##### THE DATA #####
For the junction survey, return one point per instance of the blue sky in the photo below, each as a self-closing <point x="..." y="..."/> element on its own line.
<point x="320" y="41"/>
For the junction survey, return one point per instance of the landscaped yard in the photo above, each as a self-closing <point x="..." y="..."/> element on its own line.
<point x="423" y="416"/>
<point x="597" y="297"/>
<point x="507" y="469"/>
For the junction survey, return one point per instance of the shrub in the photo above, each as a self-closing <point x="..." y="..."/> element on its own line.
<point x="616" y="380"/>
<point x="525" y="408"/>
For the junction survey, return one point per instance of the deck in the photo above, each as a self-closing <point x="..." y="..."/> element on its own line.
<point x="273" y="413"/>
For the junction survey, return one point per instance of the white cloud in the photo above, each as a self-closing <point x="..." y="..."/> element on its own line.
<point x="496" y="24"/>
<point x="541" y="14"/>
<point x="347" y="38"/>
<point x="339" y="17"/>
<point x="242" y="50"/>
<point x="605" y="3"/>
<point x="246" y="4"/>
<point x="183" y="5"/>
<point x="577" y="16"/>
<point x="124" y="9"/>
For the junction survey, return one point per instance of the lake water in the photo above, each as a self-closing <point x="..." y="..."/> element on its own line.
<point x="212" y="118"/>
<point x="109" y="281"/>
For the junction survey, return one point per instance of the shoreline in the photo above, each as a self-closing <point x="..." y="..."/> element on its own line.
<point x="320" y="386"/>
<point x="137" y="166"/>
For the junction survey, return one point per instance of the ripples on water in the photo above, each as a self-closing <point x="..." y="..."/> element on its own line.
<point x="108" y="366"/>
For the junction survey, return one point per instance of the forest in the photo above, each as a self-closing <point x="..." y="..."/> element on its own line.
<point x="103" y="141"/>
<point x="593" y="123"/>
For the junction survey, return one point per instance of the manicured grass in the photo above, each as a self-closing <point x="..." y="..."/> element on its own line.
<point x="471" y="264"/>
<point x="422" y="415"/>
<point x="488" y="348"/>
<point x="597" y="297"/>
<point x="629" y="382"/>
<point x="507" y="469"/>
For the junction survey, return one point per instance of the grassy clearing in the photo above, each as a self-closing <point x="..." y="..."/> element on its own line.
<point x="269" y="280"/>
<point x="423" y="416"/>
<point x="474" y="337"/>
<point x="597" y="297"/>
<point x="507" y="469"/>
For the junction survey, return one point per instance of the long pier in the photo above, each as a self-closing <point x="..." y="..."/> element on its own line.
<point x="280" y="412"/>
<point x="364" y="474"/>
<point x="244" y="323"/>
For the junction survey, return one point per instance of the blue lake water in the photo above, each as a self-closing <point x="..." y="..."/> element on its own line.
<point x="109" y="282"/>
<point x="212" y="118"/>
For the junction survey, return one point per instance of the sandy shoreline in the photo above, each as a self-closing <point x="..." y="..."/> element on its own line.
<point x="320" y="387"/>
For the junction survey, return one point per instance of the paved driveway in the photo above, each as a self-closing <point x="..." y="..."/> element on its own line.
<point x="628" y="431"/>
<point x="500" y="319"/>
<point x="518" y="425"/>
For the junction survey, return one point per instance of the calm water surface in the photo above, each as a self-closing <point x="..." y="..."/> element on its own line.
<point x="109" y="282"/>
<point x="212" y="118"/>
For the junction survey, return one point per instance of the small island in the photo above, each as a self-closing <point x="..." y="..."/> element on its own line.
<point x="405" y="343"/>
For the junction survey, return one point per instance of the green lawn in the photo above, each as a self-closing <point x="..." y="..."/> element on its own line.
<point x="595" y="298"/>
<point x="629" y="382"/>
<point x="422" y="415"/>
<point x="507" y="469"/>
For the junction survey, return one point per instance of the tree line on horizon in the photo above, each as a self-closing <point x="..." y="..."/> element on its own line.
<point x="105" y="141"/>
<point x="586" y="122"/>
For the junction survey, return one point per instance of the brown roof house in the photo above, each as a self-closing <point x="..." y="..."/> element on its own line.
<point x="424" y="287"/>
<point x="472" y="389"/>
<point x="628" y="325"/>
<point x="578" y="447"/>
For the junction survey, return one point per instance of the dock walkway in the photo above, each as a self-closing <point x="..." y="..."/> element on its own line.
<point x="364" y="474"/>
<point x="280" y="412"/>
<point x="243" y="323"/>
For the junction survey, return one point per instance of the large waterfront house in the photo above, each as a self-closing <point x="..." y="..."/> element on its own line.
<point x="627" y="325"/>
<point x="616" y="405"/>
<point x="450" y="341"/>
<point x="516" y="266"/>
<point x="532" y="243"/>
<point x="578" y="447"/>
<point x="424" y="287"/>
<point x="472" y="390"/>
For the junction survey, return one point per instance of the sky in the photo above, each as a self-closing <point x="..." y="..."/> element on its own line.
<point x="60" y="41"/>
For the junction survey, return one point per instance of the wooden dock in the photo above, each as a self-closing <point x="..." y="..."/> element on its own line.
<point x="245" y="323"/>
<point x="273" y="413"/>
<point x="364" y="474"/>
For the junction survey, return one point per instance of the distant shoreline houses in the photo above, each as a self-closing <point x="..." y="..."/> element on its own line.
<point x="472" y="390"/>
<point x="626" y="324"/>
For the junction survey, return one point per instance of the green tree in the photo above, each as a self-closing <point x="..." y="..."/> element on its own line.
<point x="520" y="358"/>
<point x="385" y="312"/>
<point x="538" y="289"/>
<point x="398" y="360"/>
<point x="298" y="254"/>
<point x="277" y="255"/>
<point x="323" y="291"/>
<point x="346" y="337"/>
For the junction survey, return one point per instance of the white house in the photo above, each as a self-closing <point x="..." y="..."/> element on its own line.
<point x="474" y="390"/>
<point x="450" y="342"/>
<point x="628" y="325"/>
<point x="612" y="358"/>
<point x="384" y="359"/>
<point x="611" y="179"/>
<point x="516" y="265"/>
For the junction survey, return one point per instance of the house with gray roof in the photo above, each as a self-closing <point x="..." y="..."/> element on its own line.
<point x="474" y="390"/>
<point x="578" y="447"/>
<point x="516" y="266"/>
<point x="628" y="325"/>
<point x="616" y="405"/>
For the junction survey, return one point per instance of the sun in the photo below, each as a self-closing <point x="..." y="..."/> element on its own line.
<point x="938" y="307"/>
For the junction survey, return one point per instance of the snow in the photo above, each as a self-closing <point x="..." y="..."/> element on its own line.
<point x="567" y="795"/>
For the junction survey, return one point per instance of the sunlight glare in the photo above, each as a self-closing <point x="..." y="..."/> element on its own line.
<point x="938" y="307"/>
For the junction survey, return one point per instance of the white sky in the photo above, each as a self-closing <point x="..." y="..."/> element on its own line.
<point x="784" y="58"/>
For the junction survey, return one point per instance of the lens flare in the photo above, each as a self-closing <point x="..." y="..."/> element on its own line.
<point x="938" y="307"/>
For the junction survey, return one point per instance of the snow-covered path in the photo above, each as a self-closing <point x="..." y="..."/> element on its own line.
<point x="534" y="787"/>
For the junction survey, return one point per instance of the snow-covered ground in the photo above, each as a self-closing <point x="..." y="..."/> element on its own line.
#####
■ **EXERCISE**: Could you please repeat the data exactly as given?

■ **ANSWER BELOW**:
For the junction survey, return one point per instance of the blue sky in the photo below, each as a self-closing <point x="..." y="..."/> element on its own line.
<point x="320" y="41"/>
For the junction survey, return one point per instance of the landscaped yard in the photo above, each as a self-closing <point x="..." y="..."/> element on its own line.
<point x="423" y="416"/>
<point x="597" y="297"/>
<point x="507" y="469"/>
For the junction survey, return one point per instance of the shrub in the photo above, each as a self-closing <point x="..." y="..."/> element on its own line.
<point x="616" y="380"/>
<point x="525" y="408"/>
For the junction survey, return one point per instance of the deck in the photo above, each as a self-closing <point x="..." y="..."/> element on its own line.
<point x="273" y="413"/>
For the junction survey, return one point per instance of the white cloud in the photo above, each as a self-closing <point x="..." y="..."/> element on its own line.
<point x="496" y="24"/>
<point x="541" y="14"/>
<point x="347" y="38"/>
<point x="339" y="17"/>
<point x="242" y="50"/>
<point x="605" y="3"/>
<point x="246" y="4"/>
<point x="183" y="5"/>
<point x="577" y="16"/>
<point x="124" y="9"/>
For the junction survey, return one point per instance of the lake water in the photo above, each as a self-closing <point x="..." y="..."/> element on its own line.
<point x="212" y="118"/>
<point x="109" y="281"/>
For the junction survey, return one point per instance of the shoreline in the photo above, each as a self-closing <point x="..." y="..."/> element on its own line.
<point x="320" y="386"/>
<point x="137" y="166"/>
For the junction survey, return one point per instance of the ripples on water in the photo above, each as a self-closing <point x="..." y="..."/> element on its own line.
<point x="108" y="366"/>
For the junction survey, return one point per instance of the forest in the photo above, each as a self-closing <point x="..." y="..."/> element on its own line.
<point x="103" y="141"/>
<point x="593" y="123"/>
For the junction survey, return one point per instance of the manicured grass in the photo above, each as a self-closing <point x="..." y="..."/> element on its own line.
<point x="471" y="264"/>
<point x="422" y="415"/>
<point x="488" y="348"/>
<point x="597" y="297"/>
<point x="629" y="382"/>
<point x="507" y="469"/>
For the junction survey, return one point per instance of the grassy clearing in the photo above, each as a self-closing <point x="..." y="..."/> element on its own line.
<point x="269" y="280"/>
<point x="423" y="416"/>
<point x="474" y="337"/>
<point x="597" y="297"/>
<point x="507" y="469"/>
For the junction survey, return one point per instance of the long pier in the photo above, each as a self-closing <point x="..." y="..."/> element on its own line.
<point x="280" y="412"/>
<point x="364" y="474"/>
<point x="244" y="323"/>
For the junction survey, return one point per instance of the blue lake water in the photo above, each as a self-closing <point x="..." y="..."/> element on its own line.
<point x="109" y="282"/>
<point x="212" y="118"/>
For the junction survey, return one point per instance of the sandy shoreline in the photo above, each as a self-closing <point x="..." y="..."/> element on its own line.
<point x="320" y="387"/>
For the junction survey, return one point per instance of the paved driveway in the photo above, each as a self-closing <point x="..." y="..."/> element on its own line.
<point x="628" y="431"/>
<point x="500" y="319"/>
<point x="518" y="425"/>
For the junction survey, return one point per instance of the calm water surface in the photo above, each as a self-closing <point x="..." y="..."/> element on its own line.
<point x="109" y="282"/>
<point x="212" y="118"/>
For the junction survey, return one point per instance of the small island in the photo above, each as a self-closing <point x="..." y="..."/> element on its own line.
<point x="405" y="343"/>
For the junction survey, return one point per instance of the green lawn in the photo above, each as a self-closing <point x="..." y="..."/> element on its own line.
<point x="595" y="298"/>
<point x="629" y="382"/>
<point x="422" y="415"/>
<point x="507" y="469"/>
For the junction survey, return one point per instance of the tree line on horizon in the photo above, each as a self-closing <point x="..." y="..."/> element on its own line.
<point x="105" y="141"/>
<point x="586" y="122"/>
For the junction survey, return one point per instance of the brown roof house in the photo above, each as a self-closing <point x="..." y="..."/> element on its own line.
<point x="424" y="287"/>
<point x="472" y="389"/>
<point x="628" y="325"/>
<point x="578" y="447"/>
For the junction survey, return one point per instance of the dock walkway in the photo above, each as a self-closing <point x="..." y="..."/> element on its own line.
<point x="364" y="474"/>
<point x="280" y="412"/>
<point x="243" y="323"/>
For the junction survey, return one point per instance of the large waterfront house in the photo above, each as a self-closing <point x="..." y="..."/> element on its own line.
<point x="627" y="325"/>
<point x="616" y="405"/>
<point x="450" y="341"/>
<point x="516" y="266"/>
<point x="532" y="243"/>
<point x="578" y="447"/>
<point x="424" y="287"/>
<point x="472" y="390"/>
For the junction survey, return one point per instance of the sky in the photo above, each as a self-closing <point x="..." y="..."/> element on its own line.
<point x="60" y="41"/>
For the junction survey, return one point per instance of the wooden dock in the photo above, each as a self-closing <point x="..." y="..."/> element on its own line.
<point x="245" y="323"/>
<point x="273" y="413"/>
<point x="364" y="474"/>
For the junction survey, return one point per instance of the distant shoreline houses in the photo above, each as a self-closing <point x="..." y="..."/> element on its own line.
<point x="472" y="390"/>
<point x="626" y="324"/>
For the junction survey, return one point per instance of the green tree in the photo above, each as a self-closing <point x="..." y="..."/> element on its own line.
<point x="520" y="358"/>
<point x="385" y="312"/>
<point x="538" y="289"/>
<point x="398" y="360"/>
<point x="298" y="254"/>
<point x="277" y="255"/>
<point x="323" y="291"/>
<point x="346" y="337"/>
For the junction survey, return one point per instance of the white house in the photo above, each as a self-closing <point x="..." y="..."/> element on its own line.
<point x="474" y="390"/>
<point x="450" y="342"/>
<point x="628" y="325"/>
<point x="612" y="358"/>
<point x="384" y="359"/>
<point x="611" y="179"/>
<point x="516" y="265"/>
For the junction survey, return one point per instance of the house with gray roof in the photo above, each as a self-closing <point x="..." y="..."/> element on its own line.
<point x="474" y="390"/>
<point x="578" y="447"/>
<point x="516" y="266"/>
<point x="628" y="325"/>
<point x="616" y="405"/>
For the junction survey, return one point per instance of the sun in the photo below, each as a self-closing <point x="..." y="..."/> element on its own line.
<point x="938" y="307"/>
For the junction survey, return one point per instance of the snow in the photo above, each as a self-closing <point x="..." y="..."/> element on its own line.
<point x="567" y="795"/>
For the junction survey, return one point per instance of the sunlight glare in the photo above, each as a self-closing <point x="..." y="..."/> element on its own line.
<point x="938" y="307"/>
For the junction survey, return one point per instance of the white sky in the photo above, each as a self-closing <point x="..." y="..."/> element on its own line.
<point x="784" y="58"/>
For the junction survey, return one point per instance of the lens flare in the photo above, each as a self-closing <point x="..." y="..."/> element on its own line.
<point x="938" y="307"/>
For the junction survey, return one point per instance of the snow-covered path in the photo above, each as a self-closing <point x="..." y="..."/> element on its own line.
<point x="534" y="787"/>
For the junction survey, return one point per instance of the snow-covered ground in the photo above, each as a self-closing <point x="..." y="..."/> element on its own line.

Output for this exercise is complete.